Set task
Change "Mark a point on each instance" to "Put a dot on every instance" everywhere it appears in the records below, leaving everything else as it is. Reproduce the records without the pictures.

Information shown

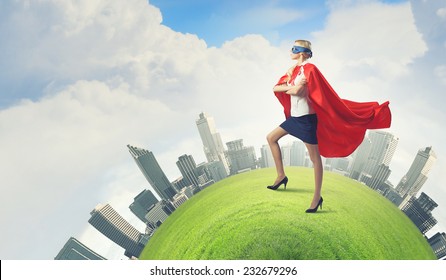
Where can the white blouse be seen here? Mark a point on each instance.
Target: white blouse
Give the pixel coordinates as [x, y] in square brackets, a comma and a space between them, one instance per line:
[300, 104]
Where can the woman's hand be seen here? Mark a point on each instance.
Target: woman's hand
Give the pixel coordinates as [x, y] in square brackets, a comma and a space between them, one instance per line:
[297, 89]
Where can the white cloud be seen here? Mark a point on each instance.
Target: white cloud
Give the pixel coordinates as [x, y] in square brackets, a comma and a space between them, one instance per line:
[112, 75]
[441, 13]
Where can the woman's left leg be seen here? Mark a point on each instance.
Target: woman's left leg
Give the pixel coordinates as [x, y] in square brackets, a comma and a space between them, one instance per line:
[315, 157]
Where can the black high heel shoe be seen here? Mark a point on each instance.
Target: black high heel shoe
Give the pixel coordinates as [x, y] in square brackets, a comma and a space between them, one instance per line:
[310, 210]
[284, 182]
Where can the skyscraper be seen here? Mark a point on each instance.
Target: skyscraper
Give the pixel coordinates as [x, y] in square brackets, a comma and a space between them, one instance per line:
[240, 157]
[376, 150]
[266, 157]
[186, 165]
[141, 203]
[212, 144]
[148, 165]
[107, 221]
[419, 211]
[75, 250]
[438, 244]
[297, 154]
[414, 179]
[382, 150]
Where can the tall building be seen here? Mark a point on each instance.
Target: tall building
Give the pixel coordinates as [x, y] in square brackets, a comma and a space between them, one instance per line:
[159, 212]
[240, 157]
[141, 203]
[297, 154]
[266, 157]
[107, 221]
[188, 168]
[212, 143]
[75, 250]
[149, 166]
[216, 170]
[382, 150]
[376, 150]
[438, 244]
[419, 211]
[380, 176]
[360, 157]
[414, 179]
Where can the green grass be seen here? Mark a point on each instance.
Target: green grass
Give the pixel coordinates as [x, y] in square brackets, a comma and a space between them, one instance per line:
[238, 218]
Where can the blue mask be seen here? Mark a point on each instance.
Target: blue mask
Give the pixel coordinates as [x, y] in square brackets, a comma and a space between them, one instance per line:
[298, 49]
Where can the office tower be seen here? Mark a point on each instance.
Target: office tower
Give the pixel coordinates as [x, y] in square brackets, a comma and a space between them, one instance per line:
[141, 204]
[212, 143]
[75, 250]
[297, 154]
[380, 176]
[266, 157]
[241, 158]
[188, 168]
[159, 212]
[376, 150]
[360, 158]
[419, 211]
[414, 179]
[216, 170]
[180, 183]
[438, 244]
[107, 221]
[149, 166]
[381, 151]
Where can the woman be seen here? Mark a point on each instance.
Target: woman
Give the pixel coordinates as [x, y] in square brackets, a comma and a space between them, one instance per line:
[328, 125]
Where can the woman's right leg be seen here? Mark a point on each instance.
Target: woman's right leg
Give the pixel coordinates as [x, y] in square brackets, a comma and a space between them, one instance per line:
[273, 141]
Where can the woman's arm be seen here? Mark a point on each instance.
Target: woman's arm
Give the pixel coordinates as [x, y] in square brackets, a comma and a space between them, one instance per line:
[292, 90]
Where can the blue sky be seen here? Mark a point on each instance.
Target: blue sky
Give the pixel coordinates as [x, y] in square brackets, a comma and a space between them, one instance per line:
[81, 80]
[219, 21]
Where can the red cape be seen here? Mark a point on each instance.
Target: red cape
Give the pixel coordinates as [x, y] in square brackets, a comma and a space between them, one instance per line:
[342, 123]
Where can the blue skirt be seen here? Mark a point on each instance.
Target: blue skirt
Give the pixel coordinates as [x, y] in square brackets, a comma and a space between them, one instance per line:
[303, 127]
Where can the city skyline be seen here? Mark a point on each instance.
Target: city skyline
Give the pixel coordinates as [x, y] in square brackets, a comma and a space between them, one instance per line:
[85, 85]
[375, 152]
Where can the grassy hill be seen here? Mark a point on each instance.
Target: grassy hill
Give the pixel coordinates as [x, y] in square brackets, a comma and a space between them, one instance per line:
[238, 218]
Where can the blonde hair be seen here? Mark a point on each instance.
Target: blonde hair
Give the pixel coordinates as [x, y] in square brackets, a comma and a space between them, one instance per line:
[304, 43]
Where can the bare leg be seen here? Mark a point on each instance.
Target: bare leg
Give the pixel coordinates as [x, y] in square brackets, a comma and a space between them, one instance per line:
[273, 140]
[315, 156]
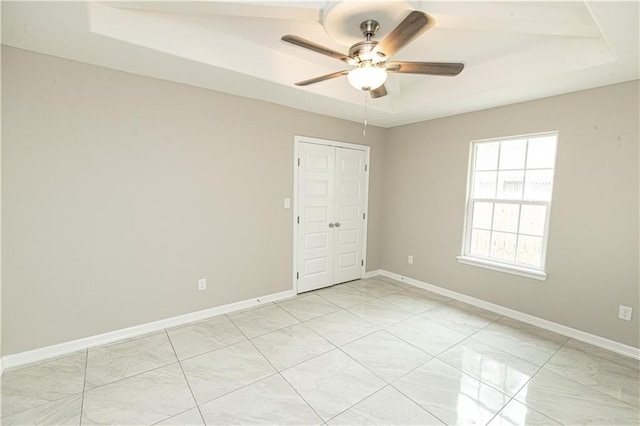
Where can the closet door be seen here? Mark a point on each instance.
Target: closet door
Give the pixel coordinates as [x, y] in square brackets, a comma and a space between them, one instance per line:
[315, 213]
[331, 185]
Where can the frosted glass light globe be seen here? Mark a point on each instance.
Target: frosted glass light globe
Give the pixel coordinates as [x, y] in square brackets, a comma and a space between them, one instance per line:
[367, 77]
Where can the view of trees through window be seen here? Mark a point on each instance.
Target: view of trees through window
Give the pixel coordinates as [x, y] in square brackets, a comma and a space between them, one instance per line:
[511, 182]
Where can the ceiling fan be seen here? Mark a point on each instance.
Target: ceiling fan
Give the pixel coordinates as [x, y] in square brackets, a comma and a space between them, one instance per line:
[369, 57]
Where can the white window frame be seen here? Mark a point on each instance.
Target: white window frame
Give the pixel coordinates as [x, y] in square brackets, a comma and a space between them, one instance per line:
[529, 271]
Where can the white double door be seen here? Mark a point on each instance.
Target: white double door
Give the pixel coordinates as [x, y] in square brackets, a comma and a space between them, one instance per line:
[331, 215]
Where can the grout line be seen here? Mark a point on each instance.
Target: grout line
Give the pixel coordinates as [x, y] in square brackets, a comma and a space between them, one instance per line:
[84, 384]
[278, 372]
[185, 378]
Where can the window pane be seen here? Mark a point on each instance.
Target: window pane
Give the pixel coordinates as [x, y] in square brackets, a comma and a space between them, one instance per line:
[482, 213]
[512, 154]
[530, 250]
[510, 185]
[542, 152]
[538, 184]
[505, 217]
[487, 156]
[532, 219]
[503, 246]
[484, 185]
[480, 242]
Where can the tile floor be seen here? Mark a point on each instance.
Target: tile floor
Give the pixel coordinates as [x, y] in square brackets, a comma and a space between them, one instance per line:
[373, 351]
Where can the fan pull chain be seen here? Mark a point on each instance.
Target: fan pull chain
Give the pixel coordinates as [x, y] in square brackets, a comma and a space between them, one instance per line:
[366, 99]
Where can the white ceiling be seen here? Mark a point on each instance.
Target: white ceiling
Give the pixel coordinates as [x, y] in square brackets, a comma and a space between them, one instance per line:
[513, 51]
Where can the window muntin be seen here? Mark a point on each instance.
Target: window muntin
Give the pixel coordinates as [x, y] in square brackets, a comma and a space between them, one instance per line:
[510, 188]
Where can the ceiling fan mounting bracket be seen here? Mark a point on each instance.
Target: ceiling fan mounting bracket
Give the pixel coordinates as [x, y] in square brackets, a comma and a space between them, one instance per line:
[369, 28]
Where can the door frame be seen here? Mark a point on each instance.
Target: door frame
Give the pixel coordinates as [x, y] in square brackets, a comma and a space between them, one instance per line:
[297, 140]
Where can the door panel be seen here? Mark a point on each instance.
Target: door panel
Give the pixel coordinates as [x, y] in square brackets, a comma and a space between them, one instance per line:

Solution
Where can the white blouse be seen here? Put a dot on every instance.
Target: white blouse
Give the pixel coordinates as [x, y] in square brackets, a comma and a space between them, one instance per line:
[300, 104]
Where can the woman's hand be seen here? Put a dot on every instance.
Target: woman's hand
Give the pixel coordinates as [x, y] in square brackets, a comma and a space between them, one instance per line:
[297, 89]
Where can the white cloud be seen here? Put a dot on every instance.
Target: white cloud
Give the pixel coordinates as [x, y] in square brackets, a comma and a space between them, one instance per line:
[112, 75]
[441, 13]
Where can the woman's left leg be seen here? Put a dot on every instance.
Target: woman's left leg
Give the pixel coordinates as [x, y] in square brackets, a comma and a space between them, one instance per line:
[315, 157]
Where can the black high heel shoe be seen here? Put a dot on every instance.
Target: black high heel shoe
Give the pixel coordinates as [x, y] in square brackets, a comma and a space between them, one instance per line:
[310, 210]
[284, 182]
Where can the skyscraper be seen here? Put a dot on every instance.
Target: skyscraper
Give the pixel coordinates as [x, y] in square brackets, a comma and a space between them, one instance per line:
[240, 157]
[376, 150]
[266, 157]
[186, 165]
[141, 203]
[212, 144]
[148, 165]
[107, 221]
[419, 211]
[75, 250]
[438, 244]
[297, 154]
[414, 179]
[382, 150]
Where can the tall building be seen here? Put a dot on every instance.
Target: tall building
Give the pixel coordinates as [x, y] in square brackets, a comma and a space between them, one instance per line:
[159, 212]
[240, 157]
[141, 203]
[297, 154]
[266, 157]
[107, 221]
[188, 168]
[212, 143]
[75, 250]
[149, 166]
[216, 170]
[382, 150]
[376, 150]
[438, 244]
[419, 211]
[380, 176]
[360, 157]
[414, 179]
Where can the green grass be seen here? Put a dot on every instance.
Target: green grass
Give the pixel coordinates as [x, y] in square brackets, a comma and a space between them, one instance per line:
[238, 218]
Where can the blue mask be seen here? Put a dot on every instance.
Target: blue mask
Give the pixel coordinates as [x, y] in square brackets, a comma and a space between them, one instance per line:
[298, 49]
Where can the office tower be seen here? Put a dot on every instance.
Target: office tower
Give the pixel coordinates as [x, y] in square brackets, a comma and a space between them, one instance per line:
[141, 204]
[212, 143]
[75, 250]
[297, 154]
[380, 176]
[266, 157]
[241, 158]
[188, 168]
[159, 212]
[376, 150]
[360, 158]
[419, 211]
[414, 179]
[216, 170]
[180, 183]
[438, 244]
[107, 221]
[149, 166]
[381, 151]
Where can the woman be seen here? Put a dot on every instance.
Target: woman
Give the pixel coordinates as [x, y] in square brackets, a comma and a space between them, one instance per line:
[328, 125]
Where can the woman's right leg be seen here? Put a dot on every instance.
Target: woman's right leg
Give the pixel coordinates as [x, y] in square brackets, a comma and a space between them, one instance per line:
[273, 141]
Where can the woman's arm be seen here? Put a dot on every instance.
Target: woman's arm
Give the pixel coordinates as [x, y] in square brackets, a comma and a space between them, one instance per line:
[292, 90]
Where can the blue sky be seen here? Put a dot on every instance.
Target: blue sky
Give the pixel coordinates as [x, y] in square brackets, a comma and a space between them, one instance per line:
[81, 80]
[219, 21]
Where can the red cape be seen here? Put a dot on every instance.
Target: red cape
Give the pixel coordinates as [x, y] in square brackets, a comma and a space between them, one instance per line:
[342, 123]
Where can the blue skirt be seen here? Put a dot on every instance.
Target: blue skirt
Give the pixel coordinates as [x, y] in square brackets, a comma and a space between them, one instance per line:
[303, 127]
Where can the city skyline be seen here? Put a dot on every instance.
Target: city skyline
Give the pixel coordinates as [x, y] in square brackets, a comma and a space between them, one instance per line:
[85, 85]
[375, 152]
Where can the grassy hill be seen here? Put a dot on every instance.
Target: grassy hill
Give the pixel coordinates as [x, y] in square brackets, a comma and a space between them, one instance per line:
[238, 218]
Where can the blonde hair be seen here? Put a dot on every instance.
Target: blonde hair
Give the pixel coordinates as [x, y] in square brackets, a comma and a space between them, one instance per line:
[304, 43]
Where can the bare leg be seen here? Put a dot on every instance.
Target: bare leg
Give the pixel coordinates as [x, y] in square brackets, a comma and a space between them, one instance per line:
[273, 140]
[315, 156]
Where can the closet door be seen here? Put a dot on every instance.
Target: closet door
Give the pixel coordinates as [x, y] in square brackets, a comma and a space between them, one instance per line:
[315, 213]
[331, 185]
Where can the frosted glass light globe be seen here? Put a dot on every instance.
Target: frosted glass light globe
Give the pixel coordinates as [x, y] in square brackets, a comma and a space between them, one instance per line:
[367, 77]
Where can the view of trees through window be seen here? Put a dot on every instance.
Target: view of trees through window
Give the pixel coordinates as [x, y] in square brackets, a comma and a space between them, one instance per line:
[511, 182]
Where can the ceiling fan be seen here? Put a dot on every instance.
Target: ceiling fan
Give the pixel coordinates as [x, y] in square brackets, a comma and a space between them, one instance per line:
[369, 57]
Where can the white window frame be seen here? Put a dot on every instance.
Target: white window frame
Give the pixel coordinates as [x, y] in square brackets, a comma and a space between them, one instance per line:
[529, 271]
Where can the white double door be seen here? Put a dot on every instance.
Target: white double door
Give the pixel coordinates as [x, y] in square brackets, a comma and a space between them, one instance per line:
[331, 215]
Where can the grout line be seen here? Put a dot on every instance.
Target: grout line
Give the pixel coordinates as [x, y] in square brackets, a comma and a space between them, one instance per line:
[84, 384]
[278, 372]
[185, 378]
Where can the window pane be seen here? Put a dot on every instance.
Target: window pane
Give the pixel coordinates as [x, y] in square brackets, a comma and a space between them, one instance per line:
[482, 213]
[512, 154]
[530, 250]
[510, 185]
[542, 152]
[538, 184]
[505, 217]
[487, 156]
[532, 219]
[503, 246]
[484, 185]
[480, 242]
Where can the tile floor be seen here? Put a dot on every instance.
Target: tile floor
Give the pixel coordinates as [x, y] in square brackets, a comma and a space between them, one instance per line:
[373, 351]
Where can the fan pull chain be seen here? Put a dot on every instance.
Target: fan pull chain
Give the pixel coordinates as [x, y] in square brackets, a comma and a space between them, one instance per line:
[366, 99]
Where can the white ceiling be seen here? Put a dot on every instance.
Target: white ceiling
Give the pixel coordinates as [x, y] in square brackets, a comma and a space between them, one instance per line:
[513, 51]
Where can the window muntin be seen here? Put a dot on every instance.
Target: window muntin
Give the pixel coordinates as [x, y] in square brackets, a comma and a space between them, one instance per line:
[510, 188]
Where can the ceiling fan mounting bracket be seen here? Put a dot on every instance.
Target: ceiling fan mounting bracket
Give the pixel coordinates as [x, y] in square brackets, a comma and a space between them, one instance per line:
[369, 28]
Where can the door frame be seen here? Put a dot on every instance.
Target: door frame
Give the pixel coordinates as [x, y] in square brackets, a comma and a space between them, one instance per line:
[297, 140]
Where can the door panel be seen here? Put a dot on every instance.
Target: door panel
Give the pixel coordinates as [x, y] in square brackets, a comma and a space between them, one instance per line:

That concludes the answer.